#### [Selected extract]
--- START ---

Repatha FDA Approval History
Last updated by Judith Stewart, BPharm on Sep 27, 2021.
FDA Approved: Yes (First approved August 27, 2015)
Brand name: Repatha
Generic name: evolocumab
Dosage form: Injection
Company: Amgen Inc.
Treatment for: High Cholesterol; Prevention of Heart Attack and Stroke
Repatha (evolocumab) is a monoclonal antibody targeting PCSK9 (proprotein convertase subtilisin/kexin type 9) used for the treatment of familial hypercholesterolemia (heterozygous and homozygous), and to reduce the risk of adverse cardiovascular events in adults with established cardiovascular disease (CVD).

--- END ---

#### [Record extracts]
--- START ---

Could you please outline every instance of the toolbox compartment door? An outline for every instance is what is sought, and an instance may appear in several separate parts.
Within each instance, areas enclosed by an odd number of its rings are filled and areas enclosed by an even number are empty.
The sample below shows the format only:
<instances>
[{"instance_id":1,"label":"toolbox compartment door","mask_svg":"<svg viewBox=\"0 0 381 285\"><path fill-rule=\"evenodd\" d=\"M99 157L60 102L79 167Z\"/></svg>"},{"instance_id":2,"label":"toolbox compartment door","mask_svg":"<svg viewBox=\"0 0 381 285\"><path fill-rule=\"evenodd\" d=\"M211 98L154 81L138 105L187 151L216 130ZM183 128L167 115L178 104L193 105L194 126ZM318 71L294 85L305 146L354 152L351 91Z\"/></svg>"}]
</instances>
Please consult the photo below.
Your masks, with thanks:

--- END ---
--- START ---

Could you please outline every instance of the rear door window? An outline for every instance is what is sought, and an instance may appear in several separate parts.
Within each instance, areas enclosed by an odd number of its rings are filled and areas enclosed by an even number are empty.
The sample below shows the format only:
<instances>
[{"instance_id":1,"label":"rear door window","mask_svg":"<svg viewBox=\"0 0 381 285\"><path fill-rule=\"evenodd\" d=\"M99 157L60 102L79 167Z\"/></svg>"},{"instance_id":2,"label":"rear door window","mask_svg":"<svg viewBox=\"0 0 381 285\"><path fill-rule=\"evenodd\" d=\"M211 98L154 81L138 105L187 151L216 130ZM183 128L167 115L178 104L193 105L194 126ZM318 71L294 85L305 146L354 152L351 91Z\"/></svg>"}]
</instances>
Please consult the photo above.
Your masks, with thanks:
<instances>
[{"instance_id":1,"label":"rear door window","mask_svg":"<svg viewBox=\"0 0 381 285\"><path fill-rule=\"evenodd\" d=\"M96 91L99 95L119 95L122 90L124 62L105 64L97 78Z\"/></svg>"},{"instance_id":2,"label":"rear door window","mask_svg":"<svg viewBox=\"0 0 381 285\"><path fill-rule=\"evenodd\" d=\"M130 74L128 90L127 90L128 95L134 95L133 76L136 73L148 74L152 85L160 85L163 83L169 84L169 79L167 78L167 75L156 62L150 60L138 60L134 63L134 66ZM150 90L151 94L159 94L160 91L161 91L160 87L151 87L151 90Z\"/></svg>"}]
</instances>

--- END ---
--- START ---

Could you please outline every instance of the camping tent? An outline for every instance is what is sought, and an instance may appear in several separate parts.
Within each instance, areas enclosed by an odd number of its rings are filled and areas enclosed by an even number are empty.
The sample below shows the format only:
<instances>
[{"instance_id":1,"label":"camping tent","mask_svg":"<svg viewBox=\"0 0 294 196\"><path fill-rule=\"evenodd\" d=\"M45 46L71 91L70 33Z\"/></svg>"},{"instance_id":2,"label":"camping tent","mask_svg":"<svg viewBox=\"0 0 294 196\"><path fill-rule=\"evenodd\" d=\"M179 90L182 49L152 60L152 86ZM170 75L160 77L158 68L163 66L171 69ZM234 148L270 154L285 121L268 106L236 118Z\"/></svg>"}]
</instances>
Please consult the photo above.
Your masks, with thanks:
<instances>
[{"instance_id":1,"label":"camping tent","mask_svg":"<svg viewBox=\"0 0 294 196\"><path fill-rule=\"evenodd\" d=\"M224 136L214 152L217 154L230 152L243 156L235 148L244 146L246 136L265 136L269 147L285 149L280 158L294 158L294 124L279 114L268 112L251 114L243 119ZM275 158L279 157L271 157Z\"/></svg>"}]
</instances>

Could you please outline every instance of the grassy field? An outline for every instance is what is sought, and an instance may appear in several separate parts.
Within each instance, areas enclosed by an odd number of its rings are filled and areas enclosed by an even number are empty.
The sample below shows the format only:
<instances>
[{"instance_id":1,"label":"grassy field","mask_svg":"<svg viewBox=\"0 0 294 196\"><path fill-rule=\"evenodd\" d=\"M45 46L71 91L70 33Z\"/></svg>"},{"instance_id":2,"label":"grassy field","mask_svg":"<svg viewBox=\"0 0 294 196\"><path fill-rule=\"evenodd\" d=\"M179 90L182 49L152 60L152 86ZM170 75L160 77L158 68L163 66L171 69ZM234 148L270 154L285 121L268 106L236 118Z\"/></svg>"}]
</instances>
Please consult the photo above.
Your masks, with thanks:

--- END ---

#### [Problems to work on]
1 – Answer from the Repatha approval history:
(a) On what date was Repatha first approved by the FDA?
(b) Which company makes Repatha?
(c) What protein does evolocumab target?
2 – Using the Repatha approval history, explain in one to three sentences what kind of drug evolocumab is and what it is used for.

#### [Answers below]
1 –
(a) August 27, 2015
(b) Amgen Inc.
(c) PCSK9 (proprotein convertase subtilisin/kexin type 9)

2 – Evolocumab is a monoclonal antibody that targets PCSK9 and is given by injection. It treats heterozygous and homozygous familial hypercholesterolemia. It also lowers the risk of adverse cardiovascular events in adults with established cardiovascular disease.